> WRITTEN EXERCISE 1
In the recommended order, in what city was the formal administrative hearing held on January 17, 1991?
> WRITTEN EXERCISE 2
Report only the number of lines in the records that contain the string "pole", with case counting.

> TEXT SHOWN
-- start --
STATE OF FLORIDA
DIVISION OF ADMINISTRATIVE HEARINGS
DEPARTMENT OF HEALTH AND )
REHABILITATIVE SERVICES, )
)
)
)
Petitioner, )
)
vs. ) CASE NOS. 90-3792
) 90-6282
SUNSHINE PLAZA )
(Vanguard Ventures, Inc., )
d/b/a Sunshine Plaza), )
)
Respondent. )
)
RECOMMENDED ORDER
On January 17, 1991, a formal administrative hearing was held in these consolidated cases in St. Petersburg, Florida, before J. Lawrence Johnston, Hearing Officer, Division of Administrative Hearings.
APPEARANCES
For Petitioner: Paula M. Kandel, Esquire
Senior Attorney Department of Health and
Rehabilitative Services Office of Licensure and
Certification
7827 North Dale Mabry Highway Tampa, Florida 33614
For Respondent: Lori L. Rutland, Esquire
Baynard, Harrell, Mascara & Ostrow, P.A.
Post Office Box 31687
St. Petersburg, Florida 33732-1687 STATEMENT OF THE ISSUES
The issues for determination in these consolidated cases were framed by two administrative complaints, one in each case, seeking to assess fines against the Respondent for violations of statutes and rules pertaining to adult congregate living facilities (ACLFs). As reflected in the following Preliminary Statement, the parties have agreed to the disposition of some of the charges in the administrative complaints, leaving for determination whether the Respondent should be fined for violating Sections 400.419(3)(c) and 400.428(1)(b), Fla.
Stat. (1989), and F.A.C. Rules 10A-5.023 (8) and (10)(g), involving resident privacy rights in relation to the physical floor plan of an ACLF.
PRELIMINARY STATEMENT
Case No. 90-3792 was initiated when the Petitioner, Department of Health and Rehabilitative Services (HRS), filed an Administrative Complaint, PDRL No. 05-90-094-ACLF, alleging: (1), in paragragph (2)(a), that the Respondent should be fined $250 for failing to have on file reports of sanitation inspections showing correction of deficiencies; (2), in paragraph (2)(b), that the Respondent should be fined $250 for failing to uphold the Resident Bill of Rights in that the residents' rights to privacy were violated when resident units originally designed with living areas were being used as additional bedroom space and that residents sleeping in the living areas had to pass through other resident bedrooms in order to use the bathroom, in violation of Sections 400.319(3)(c) and 400.428(1)(b), Fla. Stat. (1989); and (3), in paragraph (2)(c), that the Respondent should be fined $250 for failing to assure that all resident physical examination reports contained a statement that continuous, 24-hour nursing care is not needed.
-- end --
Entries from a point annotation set
-- start --
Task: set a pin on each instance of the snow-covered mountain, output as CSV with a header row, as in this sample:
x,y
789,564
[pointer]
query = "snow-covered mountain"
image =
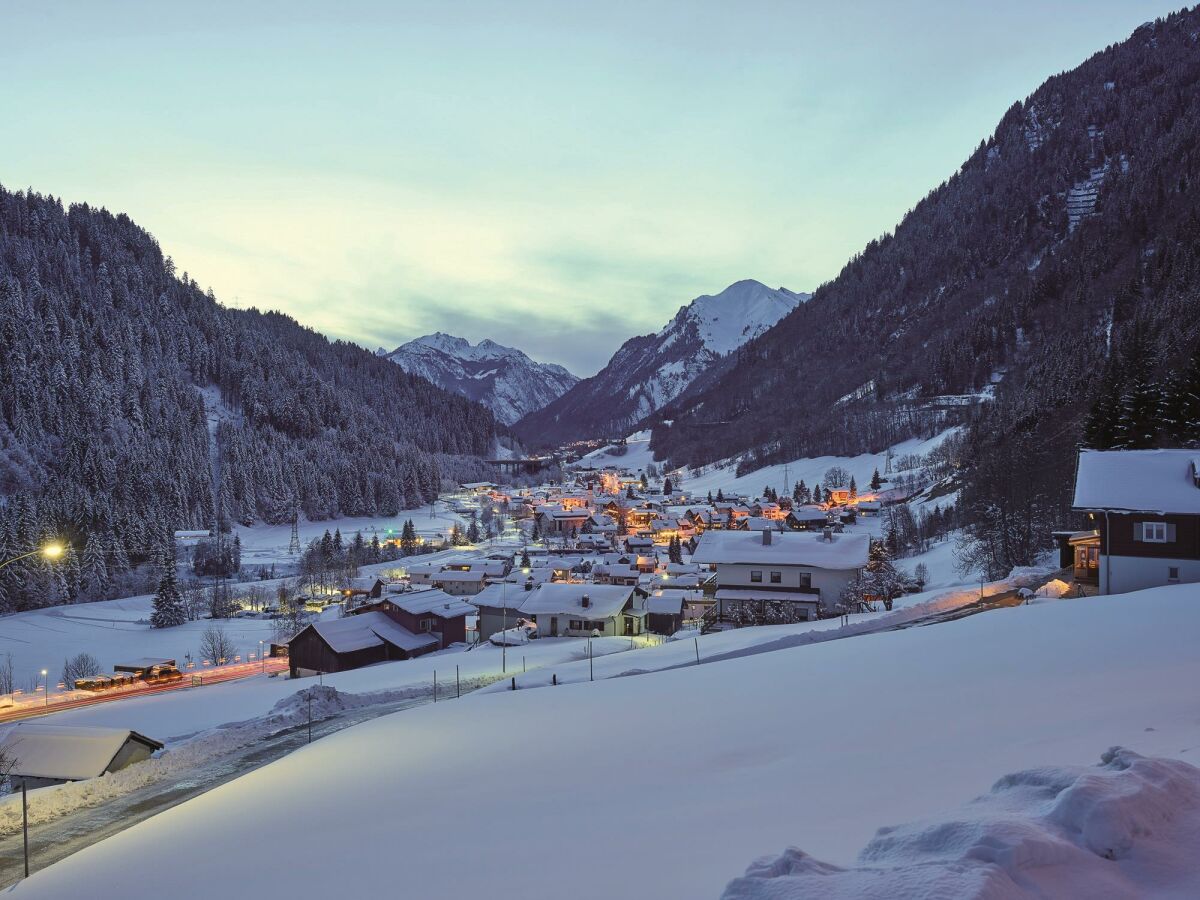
x,y
502,378
649,371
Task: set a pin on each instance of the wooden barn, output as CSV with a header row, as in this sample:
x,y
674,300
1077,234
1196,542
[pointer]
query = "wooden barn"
x,y
354,641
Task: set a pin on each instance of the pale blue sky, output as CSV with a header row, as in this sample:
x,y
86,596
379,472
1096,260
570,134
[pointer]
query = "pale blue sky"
x,y
553,175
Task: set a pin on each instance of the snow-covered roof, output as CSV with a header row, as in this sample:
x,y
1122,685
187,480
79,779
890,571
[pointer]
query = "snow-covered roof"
x,y
1138,481
665,604
454,575
436,601
369,629
759,523
64,751
605,600
499,595
809,514
790,595
843,551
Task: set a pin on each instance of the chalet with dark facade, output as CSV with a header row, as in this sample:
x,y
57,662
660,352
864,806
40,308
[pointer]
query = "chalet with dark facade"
x,y
396,627
1145,508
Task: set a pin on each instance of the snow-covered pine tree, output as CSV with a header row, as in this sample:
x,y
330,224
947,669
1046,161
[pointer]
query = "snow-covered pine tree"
x,y
168,600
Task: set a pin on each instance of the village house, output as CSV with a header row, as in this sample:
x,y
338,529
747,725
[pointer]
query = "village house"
x,y
352,642
803,519
459,582
498,606
555,520
396,627
802,570
563,610
665,611
45,755
1145,505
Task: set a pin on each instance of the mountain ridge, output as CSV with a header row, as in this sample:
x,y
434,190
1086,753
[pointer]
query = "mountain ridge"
x,y
649,371
505,379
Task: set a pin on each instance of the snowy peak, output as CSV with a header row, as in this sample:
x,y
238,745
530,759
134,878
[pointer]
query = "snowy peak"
x,y
739,313
651,371
502,378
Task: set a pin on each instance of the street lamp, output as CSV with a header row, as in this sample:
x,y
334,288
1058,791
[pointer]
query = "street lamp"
x,y
51,551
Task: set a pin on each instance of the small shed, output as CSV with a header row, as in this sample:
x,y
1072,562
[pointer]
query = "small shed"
x,y
664,611
54,754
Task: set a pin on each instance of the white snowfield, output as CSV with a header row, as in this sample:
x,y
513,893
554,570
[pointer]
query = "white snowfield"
x,y
1123,829
667,785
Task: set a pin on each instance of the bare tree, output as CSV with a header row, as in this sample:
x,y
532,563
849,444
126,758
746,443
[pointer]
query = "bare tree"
x,y
216,646
7,763
82,665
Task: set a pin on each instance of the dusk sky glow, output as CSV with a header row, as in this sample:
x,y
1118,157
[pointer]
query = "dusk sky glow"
x,y
556,177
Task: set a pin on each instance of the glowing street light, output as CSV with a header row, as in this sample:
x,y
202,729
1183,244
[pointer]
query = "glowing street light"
x,y
51,551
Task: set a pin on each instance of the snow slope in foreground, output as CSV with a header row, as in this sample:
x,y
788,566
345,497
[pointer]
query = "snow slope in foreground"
x,y
1123,829
666,785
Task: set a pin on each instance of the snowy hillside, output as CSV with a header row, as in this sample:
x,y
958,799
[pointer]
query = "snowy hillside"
x,y
617,766
502,378
649,371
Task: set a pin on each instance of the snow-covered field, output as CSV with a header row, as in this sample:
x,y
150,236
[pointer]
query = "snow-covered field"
x,y
111,630
811,469
723,477
669,785
264,545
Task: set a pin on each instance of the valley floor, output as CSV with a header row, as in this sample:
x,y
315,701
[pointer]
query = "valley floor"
x,y
669,784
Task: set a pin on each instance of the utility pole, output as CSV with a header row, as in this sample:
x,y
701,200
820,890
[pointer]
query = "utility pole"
x,y
24,821
294,544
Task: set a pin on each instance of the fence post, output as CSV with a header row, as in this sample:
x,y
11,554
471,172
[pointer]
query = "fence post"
x,y
24,821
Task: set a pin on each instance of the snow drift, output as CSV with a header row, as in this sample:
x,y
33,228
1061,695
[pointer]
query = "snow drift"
x,y
1123,829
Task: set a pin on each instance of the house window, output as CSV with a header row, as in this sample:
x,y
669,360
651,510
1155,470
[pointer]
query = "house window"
x,y
1153,532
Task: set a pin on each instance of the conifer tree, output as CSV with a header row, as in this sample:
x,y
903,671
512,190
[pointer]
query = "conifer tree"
x,y
168,600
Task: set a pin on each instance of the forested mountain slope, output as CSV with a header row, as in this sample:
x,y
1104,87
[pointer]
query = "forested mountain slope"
x,y
132,403
1068,244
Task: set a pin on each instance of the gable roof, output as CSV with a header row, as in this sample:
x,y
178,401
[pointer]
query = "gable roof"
x,y
558,598
432,601
64,751
1138,481
369,629
844,551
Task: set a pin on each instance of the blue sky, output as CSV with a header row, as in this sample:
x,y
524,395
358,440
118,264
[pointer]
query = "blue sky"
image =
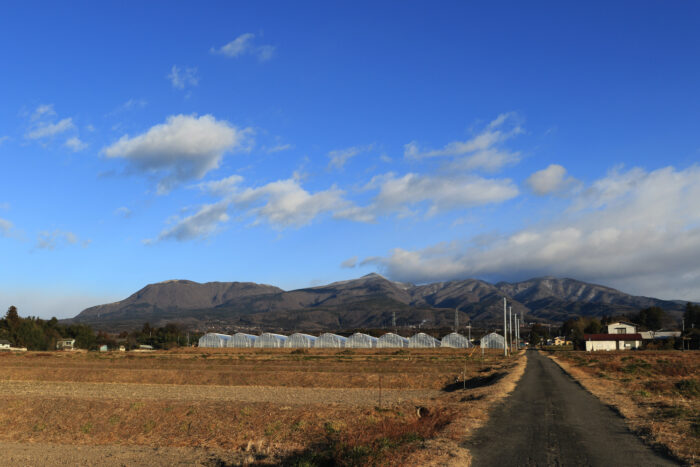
-- end --
> COMPLETE RESPONSE 1
St. Petersburg, Florida.

> COMPLETE RESPONSE 2
2